TEXT SECTION -
╭──
Automate Alexa voice skill testing

Hi,

I am new to automation.

I would like to automate the testing of Alexa voice skill.

These skills are written using the Python SDK.

Any suggestion which tool I can use?

1 Like

Hi Archi,
In UiPath Studio, voice calls can be automated by simply integrating with respective activity package.

2 Likes

Thanks for the response @vijitha but the Alexa skill is not a voice call.

You can consider it as an app that follows your question and responds either with a question or answer.

Example, "Alexa, what’s the weekend forecast for New Delhi?

1 Like

I’m was also assuming you were talking about the skills themselves, not the voice part, this is all done at an API level. The voice component is probably only useful as an end-2-end for sanity I guess.
If I were trying to do this, I would explore using the ASK commandline tool first, and then decide if using the amazon Skill API is a good surface to test with. I am assuming the skill API is going to be useful for enabling and disabling the skill as part of the test environment though.

You will also want to cover voice command using a WAV file later, to verify that publishing to production works as a simple daily-smoke-test. This sounds like a totally cool project, do let us know what you learn.

Hi @conrad.braam

The Voice component is important because people speak the same word in different dialects and accents. Alexa may understand the same word differently because of different dialects and accents.
╰──
DATA LINES -
╭──
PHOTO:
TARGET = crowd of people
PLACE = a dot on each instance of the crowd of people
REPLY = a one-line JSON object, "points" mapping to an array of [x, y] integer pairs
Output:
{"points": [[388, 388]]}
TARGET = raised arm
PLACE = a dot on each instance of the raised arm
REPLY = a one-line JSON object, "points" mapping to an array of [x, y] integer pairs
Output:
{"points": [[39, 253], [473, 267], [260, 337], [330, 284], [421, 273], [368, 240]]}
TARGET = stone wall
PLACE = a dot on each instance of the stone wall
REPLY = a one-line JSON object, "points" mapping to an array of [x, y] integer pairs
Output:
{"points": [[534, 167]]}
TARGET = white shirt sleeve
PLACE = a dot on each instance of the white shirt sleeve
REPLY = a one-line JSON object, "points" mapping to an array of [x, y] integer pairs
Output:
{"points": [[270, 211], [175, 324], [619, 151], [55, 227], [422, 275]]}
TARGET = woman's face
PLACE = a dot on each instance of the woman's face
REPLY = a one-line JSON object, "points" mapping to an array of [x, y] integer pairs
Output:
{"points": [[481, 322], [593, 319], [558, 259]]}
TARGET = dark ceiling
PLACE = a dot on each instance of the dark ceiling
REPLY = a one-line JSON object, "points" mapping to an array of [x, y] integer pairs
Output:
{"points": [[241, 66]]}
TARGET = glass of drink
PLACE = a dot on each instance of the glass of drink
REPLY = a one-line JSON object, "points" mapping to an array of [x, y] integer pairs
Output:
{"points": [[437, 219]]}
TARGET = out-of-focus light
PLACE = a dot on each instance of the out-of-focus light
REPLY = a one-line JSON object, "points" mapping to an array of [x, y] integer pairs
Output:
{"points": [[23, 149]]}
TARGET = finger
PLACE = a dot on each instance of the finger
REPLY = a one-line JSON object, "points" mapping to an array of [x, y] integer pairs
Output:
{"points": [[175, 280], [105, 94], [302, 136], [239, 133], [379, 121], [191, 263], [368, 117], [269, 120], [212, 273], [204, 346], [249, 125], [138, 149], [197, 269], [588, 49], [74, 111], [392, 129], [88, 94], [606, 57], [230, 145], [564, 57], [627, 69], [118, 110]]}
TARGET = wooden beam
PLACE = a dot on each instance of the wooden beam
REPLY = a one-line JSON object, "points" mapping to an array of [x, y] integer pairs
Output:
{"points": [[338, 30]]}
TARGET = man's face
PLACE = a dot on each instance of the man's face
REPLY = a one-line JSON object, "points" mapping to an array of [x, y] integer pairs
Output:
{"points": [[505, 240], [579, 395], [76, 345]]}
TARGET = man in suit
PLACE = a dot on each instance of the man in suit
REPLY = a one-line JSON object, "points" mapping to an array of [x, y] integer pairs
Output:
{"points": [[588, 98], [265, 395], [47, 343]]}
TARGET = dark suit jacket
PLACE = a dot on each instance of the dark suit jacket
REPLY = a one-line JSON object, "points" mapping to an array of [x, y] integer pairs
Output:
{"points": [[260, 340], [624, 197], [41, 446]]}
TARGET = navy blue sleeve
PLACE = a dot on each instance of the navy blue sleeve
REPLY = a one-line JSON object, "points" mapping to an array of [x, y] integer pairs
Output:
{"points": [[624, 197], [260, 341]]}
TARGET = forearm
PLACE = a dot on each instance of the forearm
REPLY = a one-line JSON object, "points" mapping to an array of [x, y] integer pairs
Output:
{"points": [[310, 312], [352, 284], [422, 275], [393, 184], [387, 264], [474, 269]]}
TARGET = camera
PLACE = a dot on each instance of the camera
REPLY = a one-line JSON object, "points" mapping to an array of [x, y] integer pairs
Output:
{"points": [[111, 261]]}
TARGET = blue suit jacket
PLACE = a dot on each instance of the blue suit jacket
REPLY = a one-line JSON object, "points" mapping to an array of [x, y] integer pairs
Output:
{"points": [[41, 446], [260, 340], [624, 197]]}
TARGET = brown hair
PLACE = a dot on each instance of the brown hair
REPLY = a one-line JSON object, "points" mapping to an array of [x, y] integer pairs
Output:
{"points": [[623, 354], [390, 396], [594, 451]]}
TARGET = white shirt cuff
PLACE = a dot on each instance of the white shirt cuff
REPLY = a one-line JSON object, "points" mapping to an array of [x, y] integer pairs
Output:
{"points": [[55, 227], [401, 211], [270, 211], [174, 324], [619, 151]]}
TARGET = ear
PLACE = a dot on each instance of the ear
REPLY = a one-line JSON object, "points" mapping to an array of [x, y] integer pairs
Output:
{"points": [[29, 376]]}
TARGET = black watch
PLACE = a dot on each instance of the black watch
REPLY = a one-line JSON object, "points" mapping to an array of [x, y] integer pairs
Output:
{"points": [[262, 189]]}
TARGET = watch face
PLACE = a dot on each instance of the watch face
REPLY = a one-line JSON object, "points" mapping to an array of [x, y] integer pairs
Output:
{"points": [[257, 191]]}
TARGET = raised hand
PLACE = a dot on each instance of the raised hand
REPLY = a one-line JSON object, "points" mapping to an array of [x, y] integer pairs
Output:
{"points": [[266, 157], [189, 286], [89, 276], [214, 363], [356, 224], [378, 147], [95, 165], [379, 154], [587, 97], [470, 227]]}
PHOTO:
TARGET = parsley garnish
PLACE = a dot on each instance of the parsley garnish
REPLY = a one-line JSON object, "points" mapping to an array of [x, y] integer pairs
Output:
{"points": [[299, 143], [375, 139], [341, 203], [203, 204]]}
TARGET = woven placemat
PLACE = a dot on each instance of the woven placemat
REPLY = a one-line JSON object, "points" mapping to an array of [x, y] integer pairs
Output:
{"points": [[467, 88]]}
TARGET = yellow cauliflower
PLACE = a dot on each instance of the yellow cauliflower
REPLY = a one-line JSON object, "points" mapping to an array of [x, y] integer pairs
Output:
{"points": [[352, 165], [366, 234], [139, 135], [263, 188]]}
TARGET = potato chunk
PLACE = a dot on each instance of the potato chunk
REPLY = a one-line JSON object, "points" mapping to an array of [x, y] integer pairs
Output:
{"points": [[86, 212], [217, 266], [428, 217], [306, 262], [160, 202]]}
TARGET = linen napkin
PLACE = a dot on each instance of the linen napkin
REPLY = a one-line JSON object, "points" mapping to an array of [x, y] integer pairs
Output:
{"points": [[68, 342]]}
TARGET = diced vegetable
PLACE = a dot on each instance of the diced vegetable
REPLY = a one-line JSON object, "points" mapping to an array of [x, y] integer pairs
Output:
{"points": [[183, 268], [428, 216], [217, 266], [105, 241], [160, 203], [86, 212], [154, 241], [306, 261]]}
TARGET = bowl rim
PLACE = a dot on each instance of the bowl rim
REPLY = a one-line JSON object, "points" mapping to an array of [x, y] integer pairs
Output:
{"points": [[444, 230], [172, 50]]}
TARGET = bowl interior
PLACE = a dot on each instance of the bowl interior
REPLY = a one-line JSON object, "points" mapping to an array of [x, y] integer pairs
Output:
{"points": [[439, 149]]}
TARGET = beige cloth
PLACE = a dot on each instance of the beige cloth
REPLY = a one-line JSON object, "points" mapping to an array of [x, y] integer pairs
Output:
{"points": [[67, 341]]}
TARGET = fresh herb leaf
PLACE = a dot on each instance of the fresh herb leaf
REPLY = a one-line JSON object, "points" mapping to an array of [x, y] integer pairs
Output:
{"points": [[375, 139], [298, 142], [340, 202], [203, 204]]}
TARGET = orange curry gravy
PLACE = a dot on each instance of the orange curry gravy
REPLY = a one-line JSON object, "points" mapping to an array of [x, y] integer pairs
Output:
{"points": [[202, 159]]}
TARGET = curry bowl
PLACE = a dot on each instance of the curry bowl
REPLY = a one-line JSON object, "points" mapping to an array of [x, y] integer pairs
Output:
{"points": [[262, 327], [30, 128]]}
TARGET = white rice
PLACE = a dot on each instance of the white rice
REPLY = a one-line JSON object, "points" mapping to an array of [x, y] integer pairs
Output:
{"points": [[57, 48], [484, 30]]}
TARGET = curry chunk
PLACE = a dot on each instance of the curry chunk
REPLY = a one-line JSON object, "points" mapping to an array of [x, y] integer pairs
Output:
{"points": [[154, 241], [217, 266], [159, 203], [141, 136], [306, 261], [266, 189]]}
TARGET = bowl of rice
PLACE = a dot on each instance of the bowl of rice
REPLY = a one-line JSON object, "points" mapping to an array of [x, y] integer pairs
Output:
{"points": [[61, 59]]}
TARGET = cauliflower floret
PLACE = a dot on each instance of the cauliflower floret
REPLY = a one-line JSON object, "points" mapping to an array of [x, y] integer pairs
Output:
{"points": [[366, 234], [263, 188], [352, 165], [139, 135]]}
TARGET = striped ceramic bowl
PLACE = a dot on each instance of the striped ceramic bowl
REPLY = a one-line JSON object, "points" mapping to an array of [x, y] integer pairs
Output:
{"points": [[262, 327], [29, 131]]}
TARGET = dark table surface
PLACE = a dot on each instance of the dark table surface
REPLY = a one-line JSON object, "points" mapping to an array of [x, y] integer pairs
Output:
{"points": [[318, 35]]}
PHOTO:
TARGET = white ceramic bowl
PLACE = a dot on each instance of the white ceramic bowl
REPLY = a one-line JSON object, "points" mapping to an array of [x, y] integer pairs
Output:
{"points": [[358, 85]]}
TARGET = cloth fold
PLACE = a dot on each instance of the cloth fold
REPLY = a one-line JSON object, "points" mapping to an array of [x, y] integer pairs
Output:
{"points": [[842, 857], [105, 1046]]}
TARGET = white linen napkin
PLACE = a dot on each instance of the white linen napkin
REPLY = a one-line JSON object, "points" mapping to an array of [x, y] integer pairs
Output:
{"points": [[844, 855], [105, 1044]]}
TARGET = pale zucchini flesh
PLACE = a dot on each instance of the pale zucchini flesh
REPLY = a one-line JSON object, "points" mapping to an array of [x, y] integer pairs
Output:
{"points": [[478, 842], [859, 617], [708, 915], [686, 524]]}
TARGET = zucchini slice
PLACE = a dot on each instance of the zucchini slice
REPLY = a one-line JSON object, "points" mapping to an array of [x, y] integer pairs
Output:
╰──
TASK INSTRUCTIONS -
Resume the forum thread above on automating Alexa voice skill testing, continuing directly after its final post.

THE ANSWER -
For example, as per the model the question should have “here”, but Alexa listens “hear” or “ear” then it will check for the same in the model and upon not getting a matching question it might exit the skill or ask once more the same question.
We have to check and provide as many samples as possible to Alexa to train its model.

I just wanted automation for checking the dialog flow for sanity.

When I was doing this in 2019, I used the ASK CLI to autmoate.
I created the script ones and after every deployment replayed it.

I didn’t try but I think we can record and replay the questions from WAV files in music player for Alexa instead of speaking.

Speaking from personal experience, before the ask-cli testing I was talking with Alexa for 8 to 9 hours after every small deployment. And after that my throat would be sore for few hours rendering me speechless which I didn’t like a bit :laughing:

1 Like

I don’t have any IOT or alexa and similar devices, so my knowledge of the platform is limited to what I hear in IOT podcasts. I’m also assuming you are developing skills, not developing the engine.

Yeah I would never be talking to the mic on the device as a way of testing it, so your approach of going with the CLI tool first sounds like the best validation from a development perspective. As for the speech recognition of your skill keywords, that is really a thing that Amazon control and I would have thought is a constraint on the product, as in that’s not a thing your team worries about. But your team would worry about the default skill word choices, but that’s a static analysis exercise where a linguist will advise surely? It must have been fun speaking to a robot for a whole day solidly, I sympathize.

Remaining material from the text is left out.